◆ **BRIEF A**
Extract every line of the entries from the one containing "segment dry brown grass, all instances" through the last line of the entries, inclusive, reproducing each line unchanged.

◆ **TEXT SEGMENT**
---------------
Nicholas Owen at work (adapted from an original drawing by Ian Fletcher)

This blog has covered various aspects of Catholic persecution during the Elizabethan and early Stuart period. Many of the characters involved are well known to us and would have been recognised as ‘players’ in the struggle between the authorities and the Catholic underground movement.

People such as John Gerard, Henry Garnet and Richard Topcliffe were well known figures of the day, however, for the most part, the supporting players are forgotten. This post looks at Nicholas Owen, who despite spending his time in the background, nevertheless managed to play a vital part in preserving the Catholic faith in England.

Oxford in HDR (Max-Design on Flickr:Click image)

A carpenters son from Oxford

Nicholas Owen was born in St Peter le Bailey in Oxford. His father, Walter Owen was a carpenter and Nicholas followed him into this trade when he was apprenticed for a period of 8 years on February 2nd 1577.

Fr Henry Garnet

Oxford at this time was a centre of Catholic recusancy and it is clear that Catholicism was a strong influence onthe Owen family. Nicholas had three brothers, two of whom became Priests and one who was known as a printer of secret Catholic pamphlets and religious materials.

In 1588 Nicholas was engaged as a manservant by Henry Garnet (see earlier post) who was at that time the Jesuit superior in England. Garnet employed Nicholas’ carpentry and building skills in the service of the recusant Catholic movement.
---------------
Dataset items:
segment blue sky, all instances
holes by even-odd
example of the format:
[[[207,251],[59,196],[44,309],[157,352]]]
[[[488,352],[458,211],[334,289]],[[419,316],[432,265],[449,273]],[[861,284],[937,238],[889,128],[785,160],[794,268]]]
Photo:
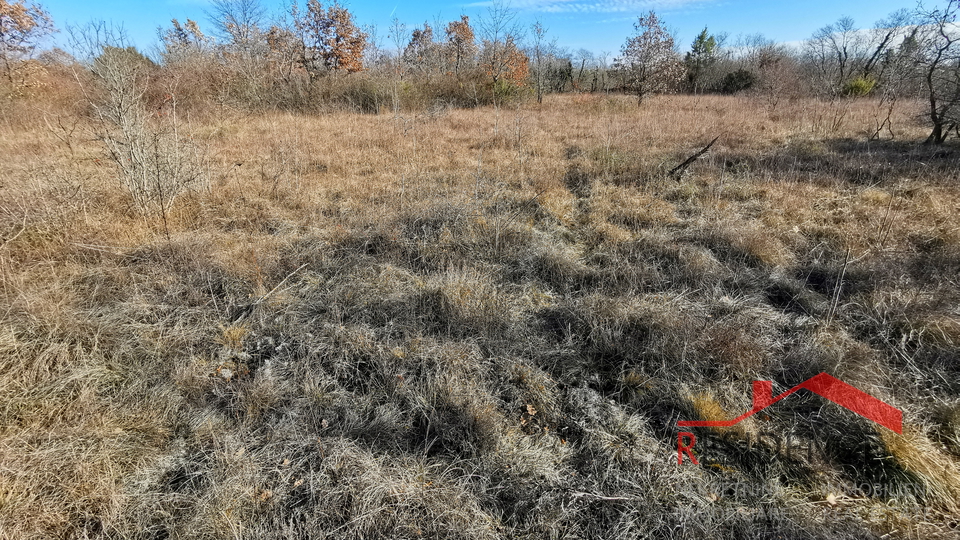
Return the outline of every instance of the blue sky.
[[[191,18],[209,29],[205,15],[208,0],[155,0],[130,2],[101,0],[96,3],[75,0],[41,0],[61,30],[66,25],[80,25],[90,20],[122,23],[135,45],[149,51],[156,42],[157,28],[169,26],[170,19]],[[279,13],[283,0],[262,0],[271,13]],[[447,21],[469,15],[471,20],[483,16],[489,2],[467,0],[449,2],[425,0],[420,2],[377,2],[347,0],[346,5],[359,24],[375,25],[388,44],[387,27],[395,16],[408,27]],[[860,27],[869,27],[900,8],[912,8],[913,0],[513,0],[510,3],[519,17],[529,26],[540,20],[548,30],[549,38],[556,38],[561,46],[571,50],[589,49],[594,53],[608,52],[615,56],[630,35],[638,15],[656,11],[679,39],[681,49],[689,47],[693,38],[703,29],[726,32],[731,40],[740,34],[762,33],[776,41],[792,42],[809,37],[817,28],[836,21],[844,15],[854,18]],[[65,42],[64,32],[56,38]]]

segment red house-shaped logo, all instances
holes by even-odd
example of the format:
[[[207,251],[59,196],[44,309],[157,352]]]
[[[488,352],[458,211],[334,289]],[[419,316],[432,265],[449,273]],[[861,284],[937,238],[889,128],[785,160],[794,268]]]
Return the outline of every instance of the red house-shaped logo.
[[[862,392],[849,384],[832,377],[826,373],[821,373],[806,381],[794,386],[790,390],[773,396],[773,383],[771,381],[753,381],[753,408],[746,413],[726,421],[689,421],[681,420],[677,422],[678,427],[730,427],[739,424],[747,418],[766,409],[770,405],[793,394],[797,390],[807,389],[815,394],[819,394],[830,401],[847,408],[860,416],[873,420],[885,428],[896,433],[903,433],[903,413],[887,403]]]

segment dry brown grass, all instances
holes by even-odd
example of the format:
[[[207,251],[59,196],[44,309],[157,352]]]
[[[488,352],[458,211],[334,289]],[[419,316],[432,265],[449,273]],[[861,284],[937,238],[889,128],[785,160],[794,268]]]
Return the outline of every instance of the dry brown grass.
[[[872,143],[870,100],[223,110],[167,239],[66,101],[0,123],[6,537],[747,538],[732,481],[770,535],[926,523],[817,474],[919,477],[951,532],[960,169],[906,105]],[[798,400],[763,428],[833,426],[829,463],[671,464],[676,420],[824,370],[945,446]]]

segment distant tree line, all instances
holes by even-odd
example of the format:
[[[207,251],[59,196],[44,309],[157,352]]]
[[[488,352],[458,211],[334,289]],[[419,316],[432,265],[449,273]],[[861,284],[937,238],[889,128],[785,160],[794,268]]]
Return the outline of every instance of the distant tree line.
[[[260,0],[214,0],[209,32],[173,19],[148,58],[102,25],[71,30],[87,45],[72,57],[37,55],[41,38],[54,31],[50,17],[38,4],[0,0],[0,80],[4,95],[15,97],[44,67],[73,62],[96,76],[98,59],[112,55],[149,81],[145,99],[175,96],[185,108],[384,112],[542,101],[563,92],[630,93],[640,104],[673,92],[922,98],[929,142],[939,144],[960,135],[958,10],[960,0],[921,4],[870,28],[843,17],[799,48],[704,28],[686,50],[651,11],[614,56],[561,47],[543,24],[523,27],[500,2],[476,20],[464,15],[415,27],[394,20],[378,32],[336,2],[294,0],[271,19]]]

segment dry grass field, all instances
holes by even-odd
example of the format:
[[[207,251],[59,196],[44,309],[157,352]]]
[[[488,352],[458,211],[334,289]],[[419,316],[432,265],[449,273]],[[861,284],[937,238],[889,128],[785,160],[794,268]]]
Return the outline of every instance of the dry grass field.
[[[960,535],[960,150],[919,105],[872,142],[870,99],[183,114],[165,212],[74,109],[0,111],[2,538]],[[677,420],[822,371],[903,435],[797,395],[677,464]]]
---------------
◆ **BRIEF B**
Copy word for word the part of the passage on Nicholas Owen between "This blog has" and "faith in England.", inclusive.

◆ **CORRECT RESULT A**
segment dry brown grass, all instances
holes by even-odd
example of the format:
[[[207,251],[59,196],[44,309],[157,352]]]
[[[488,352],[458,211],[334,289]],[[419,316],[432,265],[449,273]],[[861,284],[937,238],[889,128],[785,160],[794,268]]]
Return the outline of every instance of the dry brown grass.
[[[872,143],[870,100],[223,110],[167,239],[66,101],[0,123],[6,537],[747,538],[732,481],[770,535],[926,523],[817,474],[919,477],[951,532],[960,169],[906,105]],[[798,400],[763,428],[833,426],[829,463],[671,464],[676,420],[824,370],[945,446]]]

segment distant tree line, all instances
holes by even-odd
example of the format:
[[[207,251],[59,196],[44,309],[157,352]]]
[[[488,352],[458,211],[334,289]],[[419,316],[432,265],[449,273]],[[861,284],[937,238],[889,128],[785,160],[794,268]]]
Return the outline of every instance of the distant tree line.
[[[260,0],[214,0],[209,32],[173,19],[148,58],[102,25],[71,30],[87,45],[72,57],[37,55],[41,38],[54,31],[50,17],[38,4],[0,0],[0,80],[4,95],[15,97],[44,67],[73,62],[96,76],[98,59],[112,55],[149,81],[145,99],[175,96],[185,108],[384,112],[542,101],[563,92],[630,93],[640,104],[673,92],[922,98],[929,142],[939,144],[960,135],[958,10],[960,0],[921,4],[870,28],[843,17],[799,48],[704,28],[686,50],[651,11],[614,56],[561,47],[543,24],[523,27],[500,2],[476,20],[464,15],[415,27],[394,20],[378,32],[336,2],[294,0],[271,19]]]

segment dry grass field, all instances
holes by even-odd
example of the format:
[[[207,251],[59,196],[44,309],[157,352]]]
[[[488,352],[458,211],[334,289]],[[419,316],[432,265],[449,273]],[[861,284],[937,238],[889,128],[785,160],[794,268]]]
Return the outline of every instance of the dry grass field.
[[[960,535],[960,150],[919,105],[872,142],[870,99],[183,114],[165,212],[74,109],[0,111],[2,538]],[[677,420],[822,371],[903,435],[797,395],[677,464]]]

◆ **CORRECT RESULT B**
This blog has covered various aspects of Catholic persecution during the Elizabethan and early Stuart period. Many of the characters involved are well known to us and would have been recognised as ‘players’ in the struggle between the authorities and the Catholic underground movement.

People such as John Gerard, Henry Garnet and Richard Topcliffe were well known figures of the day, however, for the most part, the supporting players are forgotten. This post looks at Nicholas Owen, who despite spending his time in the background, nevertheless managed to play a vital part in preserving the Catholic faith in England.